## Passage for review:
○ ○ ○ ○
Endometriosis Society of India is a voluntary non-profit organisation that works to create awareness about endometriosis, training caregivers and service providers for better management of the condition and promoting research about endometriosis. Endometriosis is a benign yet progressive disease where the tissue that normally grows within the uterus grows outside of it – like on the ovaries, fallopian tubes or the external uterus. Its main symptoms are pelvic pain and infertility.

Origin 
The Endometriosis Society of India (ESI) was founded in 2003 by Dr. B. N. Chakravarty and Mr. Pramathes Das Mahapatra with five other colleagues in Kolkata, India.

Das Mahapatra in an article in Hindustan Times says, “While conditions like polycystic ovarian disorder (PCOD) are widely discussed, endometriosis is still not talked about. Most women don’t realize that they aren’t suffering alone.” In an effort to remedy the same, ESI has partnered with 350 doctors all over the country and organises conferences to discuss latest treatments possible in the field and create awareness in India where painful periods are generally considered normal.
○ ○ ○ ○
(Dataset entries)
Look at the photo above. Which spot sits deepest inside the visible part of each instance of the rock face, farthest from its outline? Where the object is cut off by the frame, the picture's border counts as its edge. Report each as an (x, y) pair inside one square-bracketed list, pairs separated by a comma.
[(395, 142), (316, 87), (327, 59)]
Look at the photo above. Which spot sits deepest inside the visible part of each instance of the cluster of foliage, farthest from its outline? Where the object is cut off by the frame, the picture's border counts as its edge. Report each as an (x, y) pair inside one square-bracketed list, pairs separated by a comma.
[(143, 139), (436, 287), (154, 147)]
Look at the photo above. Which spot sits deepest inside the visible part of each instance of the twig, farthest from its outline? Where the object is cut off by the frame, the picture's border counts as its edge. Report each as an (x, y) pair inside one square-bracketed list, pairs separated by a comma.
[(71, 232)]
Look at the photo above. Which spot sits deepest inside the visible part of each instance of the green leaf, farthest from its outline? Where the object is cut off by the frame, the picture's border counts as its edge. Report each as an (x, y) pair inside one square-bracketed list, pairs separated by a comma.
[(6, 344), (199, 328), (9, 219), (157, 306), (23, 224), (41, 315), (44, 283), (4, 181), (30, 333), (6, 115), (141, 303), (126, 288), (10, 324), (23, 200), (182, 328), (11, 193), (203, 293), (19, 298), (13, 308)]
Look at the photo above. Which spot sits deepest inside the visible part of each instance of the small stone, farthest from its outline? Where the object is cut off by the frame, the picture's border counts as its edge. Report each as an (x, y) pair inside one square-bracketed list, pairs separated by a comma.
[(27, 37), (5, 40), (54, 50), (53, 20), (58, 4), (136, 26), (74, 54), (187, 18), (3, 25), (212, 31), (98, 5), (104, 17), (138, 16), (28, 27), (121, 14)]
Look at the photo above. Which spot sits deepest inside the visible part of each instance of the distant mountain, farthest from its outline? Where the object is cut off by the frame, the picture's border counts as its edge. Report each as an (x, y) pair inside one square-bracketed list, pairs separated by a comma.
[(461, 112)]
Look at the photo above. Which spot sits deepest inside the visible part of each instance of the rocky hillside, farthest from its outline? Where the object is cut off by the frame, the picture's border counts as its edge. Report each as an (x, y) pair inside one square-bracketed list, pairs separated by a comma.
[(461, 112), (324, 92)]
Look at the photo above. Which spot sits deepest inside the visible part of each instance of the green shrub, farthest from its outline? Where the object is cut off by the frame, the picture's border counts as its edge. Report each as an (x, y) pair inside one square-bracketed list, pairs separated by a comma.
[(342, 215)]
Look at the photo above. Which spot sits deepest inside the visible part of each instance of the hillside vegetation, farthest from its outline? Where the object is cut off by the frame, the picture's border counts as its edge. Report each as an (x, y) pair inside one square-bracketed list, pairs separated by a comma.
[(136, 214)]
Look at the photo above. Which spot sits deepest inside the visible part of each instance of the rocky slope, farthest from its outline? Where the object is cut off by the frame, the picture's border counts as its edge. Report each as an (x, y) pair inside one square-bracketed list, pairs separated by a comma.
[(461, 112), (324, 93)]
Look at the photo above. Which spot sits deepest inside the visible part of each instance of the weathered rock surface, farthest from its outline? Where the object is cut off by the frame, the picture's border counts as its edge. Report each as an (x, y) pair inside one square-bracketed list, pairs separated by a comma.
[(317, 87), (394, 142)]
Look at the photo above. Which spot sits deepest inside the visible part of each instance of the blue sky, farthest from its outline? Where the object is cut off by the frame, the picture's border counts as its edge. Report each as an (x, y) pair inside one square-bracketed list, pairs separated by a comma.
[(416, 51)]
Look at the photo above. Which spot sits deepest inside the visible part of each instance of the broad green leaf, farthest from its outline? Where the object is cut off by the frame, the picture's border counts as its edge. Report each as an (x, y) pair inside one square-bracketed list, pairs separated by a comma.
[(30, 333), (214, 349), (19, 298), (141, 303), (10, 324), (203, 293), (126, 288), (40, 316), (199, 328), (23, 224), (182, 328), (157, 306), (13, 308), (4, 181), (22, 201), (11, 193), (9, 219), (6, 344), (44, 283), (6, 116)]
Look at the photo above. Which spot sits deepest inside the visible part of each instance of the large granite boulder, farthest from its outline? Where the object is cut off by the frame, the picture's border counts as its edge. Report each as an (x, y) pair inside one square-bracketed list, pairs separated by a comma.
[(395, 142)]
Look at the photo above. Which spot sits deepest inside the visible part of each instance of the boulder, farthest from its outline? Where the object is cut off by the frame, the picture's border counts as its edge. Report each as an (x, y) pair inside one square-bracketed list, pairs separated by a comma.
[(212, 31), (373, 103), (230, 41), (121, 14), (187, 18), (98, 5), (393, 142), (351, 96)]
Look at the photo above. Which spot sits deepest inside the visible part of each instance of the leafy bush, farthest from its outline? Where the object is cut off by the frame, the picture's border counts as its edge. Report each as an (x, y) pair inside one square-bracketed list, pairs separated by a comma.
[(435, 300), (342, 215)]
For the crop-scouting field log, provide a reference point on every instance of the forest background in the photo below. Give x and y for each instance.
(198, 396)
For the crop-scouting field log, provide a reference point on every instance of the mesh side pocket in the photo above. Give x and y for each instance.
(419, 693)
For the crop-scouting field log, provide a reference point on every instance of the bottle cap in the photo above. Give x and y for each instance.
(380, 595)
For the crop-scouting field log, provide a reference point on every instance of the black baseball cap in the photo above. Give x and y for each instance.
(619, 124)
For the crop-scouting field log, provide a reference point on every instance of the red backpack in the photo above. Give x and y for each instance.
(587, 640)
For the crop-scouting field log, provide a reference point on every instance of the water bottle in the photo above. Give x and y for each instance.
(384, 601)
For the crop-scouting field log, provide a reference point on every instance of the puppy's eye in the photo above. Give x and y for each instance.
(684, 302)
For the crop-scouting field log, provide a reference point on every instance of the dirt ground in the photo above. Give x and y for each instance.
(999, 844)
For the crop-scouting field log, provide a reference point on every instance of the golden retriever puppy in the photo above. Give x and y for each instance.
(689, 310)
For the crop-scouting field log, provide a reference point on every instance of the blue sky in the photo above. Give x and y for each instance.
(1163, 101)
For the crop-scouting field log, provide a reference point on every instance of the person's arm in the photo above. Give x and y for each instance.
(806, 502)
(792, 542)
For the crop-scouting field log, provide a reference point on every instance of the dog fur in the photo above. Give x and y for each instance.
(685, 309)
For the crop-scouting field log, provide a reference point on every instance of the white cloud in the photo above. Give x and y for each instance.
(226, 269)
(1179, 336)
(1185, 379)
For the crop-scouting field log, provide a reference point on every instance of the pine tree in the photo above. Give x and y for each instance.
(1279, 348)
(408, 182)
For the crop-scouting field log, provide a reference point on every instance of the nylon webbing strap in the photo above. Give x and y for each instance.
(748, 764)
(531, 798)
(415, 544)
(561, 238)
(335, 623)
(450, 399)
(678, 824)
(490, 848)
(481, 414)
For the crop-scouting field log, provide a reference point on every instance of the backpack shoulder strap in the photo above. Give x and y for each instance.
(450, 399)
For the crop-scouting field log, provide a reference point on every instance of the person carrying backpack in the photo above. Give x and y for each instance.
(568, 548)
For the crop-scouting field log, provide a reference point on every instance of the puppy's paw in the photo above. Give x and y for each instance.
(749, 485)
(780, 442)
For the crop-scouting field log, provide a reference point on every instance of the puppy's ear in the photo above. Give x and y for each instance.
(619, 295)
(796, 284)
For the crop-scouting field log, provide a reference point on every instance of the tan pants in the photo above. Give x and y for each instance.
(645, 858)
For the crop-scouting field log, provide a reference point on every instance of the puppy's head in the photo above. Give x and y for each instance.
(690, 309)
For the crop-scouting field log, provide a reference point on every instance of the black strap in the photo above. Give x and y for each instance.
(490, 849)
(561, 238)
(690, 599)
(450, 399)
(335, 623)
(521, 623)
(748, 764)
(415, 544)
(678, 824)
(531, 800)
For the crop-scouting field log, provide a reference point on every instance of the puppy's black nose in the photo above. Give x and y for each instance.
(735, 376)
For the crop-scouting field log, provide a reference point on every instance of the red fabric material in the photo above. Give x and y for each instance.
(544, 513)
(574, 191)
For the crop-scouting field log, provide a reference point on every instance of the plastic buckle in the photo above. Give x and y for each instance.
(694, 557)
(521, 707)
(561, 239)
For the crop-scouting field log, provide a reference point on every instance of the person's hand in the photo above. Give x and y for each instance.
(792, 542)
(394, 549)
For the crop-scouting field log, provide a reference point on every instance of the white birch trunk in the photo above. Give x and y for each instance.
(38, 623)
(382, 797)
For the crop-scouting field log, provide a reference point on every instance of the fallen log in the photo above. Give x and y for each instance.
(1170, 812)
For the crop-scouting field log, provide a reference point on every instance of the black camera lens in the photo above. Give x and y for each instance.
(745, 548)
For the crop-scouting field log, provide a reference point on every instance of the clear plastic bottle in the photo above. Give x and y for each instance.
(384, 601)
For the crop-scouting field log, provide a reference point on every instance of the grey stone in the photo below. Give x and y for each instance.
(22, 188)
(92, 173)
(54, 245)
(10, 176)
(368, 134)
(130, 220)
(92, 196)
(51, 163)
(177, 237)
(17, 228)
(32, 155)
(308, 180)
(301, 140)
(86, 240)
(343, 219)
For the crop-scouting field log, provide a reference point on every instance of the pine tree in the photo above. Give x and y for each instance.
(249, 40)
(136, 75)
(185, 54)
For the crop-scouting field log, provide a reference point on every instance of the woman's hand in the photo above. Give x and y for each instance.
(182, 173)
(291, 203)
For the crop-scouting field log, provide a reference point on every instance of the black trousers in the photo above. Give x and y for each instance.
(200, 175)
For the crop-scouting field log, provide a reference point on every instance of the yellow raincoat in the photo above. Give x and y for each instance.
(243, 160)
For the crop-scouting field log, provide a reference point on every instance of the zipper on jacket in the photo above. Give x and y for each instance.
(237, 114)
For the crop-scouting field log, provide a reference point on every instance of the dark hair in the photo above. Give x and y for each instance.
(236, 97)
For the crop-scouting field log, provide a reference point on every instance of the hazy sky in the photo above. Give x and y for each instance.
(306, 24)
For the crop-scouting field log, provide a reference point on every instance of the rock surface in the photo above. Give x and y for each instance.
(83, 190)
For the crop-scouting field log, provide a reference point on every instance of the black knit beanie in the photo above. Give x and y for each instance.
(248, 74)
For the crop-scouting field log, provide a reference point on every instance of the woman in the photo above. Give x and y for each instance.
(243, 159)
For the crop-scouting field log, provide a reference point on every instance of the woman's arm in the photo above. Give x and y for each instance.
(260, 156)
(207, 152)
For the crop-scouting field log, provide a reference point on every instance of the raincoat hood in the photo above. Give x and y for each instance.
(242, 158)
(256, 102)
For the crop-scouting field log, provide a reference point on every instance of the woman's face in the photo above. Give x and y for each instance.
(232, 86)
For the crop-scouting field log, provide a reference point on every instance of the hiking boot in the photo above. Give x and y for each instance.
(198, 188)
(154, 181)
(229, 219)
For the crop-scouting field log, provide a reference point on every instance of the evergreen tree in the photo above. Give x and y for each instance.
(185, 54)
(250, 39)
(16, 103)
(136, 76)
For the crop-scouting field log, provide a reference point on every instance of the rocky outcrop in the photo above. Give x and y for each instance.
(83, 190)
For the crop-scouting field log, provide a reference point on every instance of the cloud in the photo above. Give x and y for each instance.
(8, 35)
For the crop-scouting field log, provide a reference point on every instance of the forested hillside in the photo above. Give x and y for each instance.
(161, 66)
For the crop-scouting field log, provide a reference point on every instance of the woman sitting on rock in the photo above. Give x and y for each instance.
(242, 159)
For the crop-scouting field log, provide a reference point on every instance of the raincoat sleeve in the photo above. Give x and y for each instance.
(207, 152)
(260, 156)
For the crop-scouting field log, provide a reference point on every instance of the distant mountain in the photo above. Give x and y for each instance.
○ ○ ○ ○
## What this task involves:
According to the passage on the Endometriosis Society of India, in what year and in which city was the organization founded?

## Exercise result:
It was founded in 2003 in Kolkata, India.